Yapılacak İşler:
• A. Belalı Tanık filmini anlatan metne göre filmin yönetmenliğini kim üstlenmiştir?
• B. Belalı Tanık filmini anlatan metnin "Kevin Costner ve" sözleriyle başlayıp "L. Jackson paylaşıyor." sözleriyle biten bölümünü hiçbir değişiklik yapmadan yeniden yazınız.
• C. Belalı Tanık filmini anlatan metni bittiği yerden itibaren sürdürünüz.

Verilen Metin:
>>>
Kevin Costner ve Whitney Houston’ın başrollerini paylaştığı
1992 yapımı The Bodyguard filminin
farklı bir versiyonu görünümündeki The
Hitman’s Bodyguard / Belalı Tanık,
benzeri bir hikayeyi farklı parametreler çerçevesinden anlatıyor. Yönetmenliğini
Patrick Hughes’ın üstlendiği filmin başrollerini ise şimdiden Deadpool olarak
görmeye alıştığımız Ryan Reynolds ile Samuel L. Jackson paylaşıyor.
Adından da anlaşıldığı üzere
The Hitman’s Bodyguard / Belalı Tanık, işi insanları hayatta tutmak olan bir adamın,
yoluna bunca yıl taş koymuş bir kiralık katilin güvenliğini üstlenmesini konu
alıyor. Piyasanın en iyi güvenlik şirketinin başındaki isim olan, AAA
klasmanındaki Michael Bryce’ın (Ryan Reynolds) nasıl en tepeden en dibe
düştüğünü anlatarak başlayan hikaye, ardından bizleri kiralık katilimiz Darius
Kincaid’in (Samuel L. Jackson) dünyasına götürüyor. Birçok ülkede kırmızı
bültenle aranan ve en sonunda yakalanan Darius, Belarus’un başındaki diktatör
Vladislav Dukhovich’in (Gary Oldman) çıkarıldığı uluslararası mahkemece
yargılanmasında kilit tanık rolünü üstleniyor. Interpol tarafından korunmakta
olan Darius, Londra’dan mahkemenin devam ettiği Amsterdam’a nakli sırasında
Interpol’deki bir köstebek yüzünden ifşa oluyor ve korumasını üstlenen genç
ajan Amelia Roussel’in (Elodie Yung), bir zamanların efsanesi olan Michael
Bryce’ı aramaktan başka çaresi kalmıyor. Birbirinin tam zıttı iki karakter
Michael ve Darius, yolculuklarına birlikte devam ederlerken bir yandan da
birbirlerini tanıma fırsatı yakalıyor ve hayatlarını yeniden gözden
geçiriyorlar.
<<<
Verilen Malzeme:
>>>
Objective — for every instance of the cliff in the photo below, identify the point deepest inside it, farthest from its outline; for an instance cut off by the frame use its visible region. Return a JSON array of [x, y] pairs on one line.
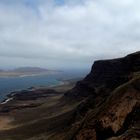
[[111, 94], [105, 105]]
<<<
Görevlere Göre Sonuçlar:
• A. Patrick Hughes

• B.
Kevin Costner ve Whitney Houston’ın başrollerini paylaştığı
1992 yapımı The Bodyguard filminin
farklı bir versiyonu görünümündeki The
Hitman’s Bodyguard / Belalı Tanık,
benzeri bir hikayeyi farklı parametreler çerçevesinden anlatıyor. Yönetmenliğini
Patrick Hughes’ın üstlendiği filmin başrollerini ise şimdiden Deadpool olarak
görmeye alıştığımız Ryan Reynolds ile Samuel L. Jackson paylaşıyor.

• C.
The Hitman’s Bodyguard
/ Belalı Tanık konusu esas alındığında oldukça eğlenceli taraflara da
çekilebilir, insanın içini acıtacak denli dramatik bir atmosferde de
anlatılabilir. Ancak yönetmen Patrick Hughes filmin parodisel bir niteliği
olduğunu da hatırlayarak bir yanıyla esinlendiği The Bodyguard filmine bağlı kalıyor, diğer yandan da filme
göndermeler yaparak tiye alıyor. Konusuyla dramatik bir tarafı olan, ancak ince
düşünülmüş afişiyle izleyicinin ne beklemesi gerektiğini tam olarak veren The Hitman’s Bodyguard, Reynolds ve
Jackson’ın zıt karakterleri üzerinden de bu komedi-dram dengesini romantizm de
katarak korumayı başarıyor.
The Hitman’s Bodyguard
filmi esasen üç farklı düzlemde sürüyor, zaten 118 dakika olmasına karşın
izleyicinin sıkılmamasının temelinde de bu detay yatıyor. Michael Bryce
karakterinin Darius Kincaid’e kıyasla biraz daha öne çıktığı film bir yandan
Bryce’ın hikayesini anlatıyor. Klasik anlamıyla bir ‘karakter’ olan ve
hikayeyle birlikte evrilen/gelişen Michael, hayata dair dersler alıyor,
kendisinden daha tecrübeli / bilge / yaşlı olan, hayatını rayına oturtmuş
Darius tiplemesinden etkilenerek kendini iyi yönde ilerletiyor. Sevdiği kadınla
olan ilişkisinin yanı sıra yaptı işe de farklı bir perspektiften bakmaya
başlayan Michael, günün sonunda potansiyeline ulaşıyor. Filmin dramatik ve
romantik yükü bu düzlemde yatıyor.

Film ikinci olarak bizlere bir serüveni anlatıyor. Darius ve
Michael’ın beraber çıktığı, daha doğrusu Michael’ın sonradan katıldığı bu
serüvende belalı tanığımızın Amsterdam’daki mahkemeye yetişmek için verdiği
mücadeleye tanıklık ediyoruz. Dukhovich’in adamlarından kaçıyorlar, tanınmadan
hedefe ulaşmak için alternatif yollar deniyorlar, kendilerini hedeflerinden
uzak tutmaya çalışan engellerle öyle ya da böyle beraberce mücadele ediyorlar.
Silahların susmadığı, mermilerin mermilerle cevap bulduğu, sokakların kana
bulandığı patlamalarla dolu sahnelerle aksiyon sınırları zorlanıyor.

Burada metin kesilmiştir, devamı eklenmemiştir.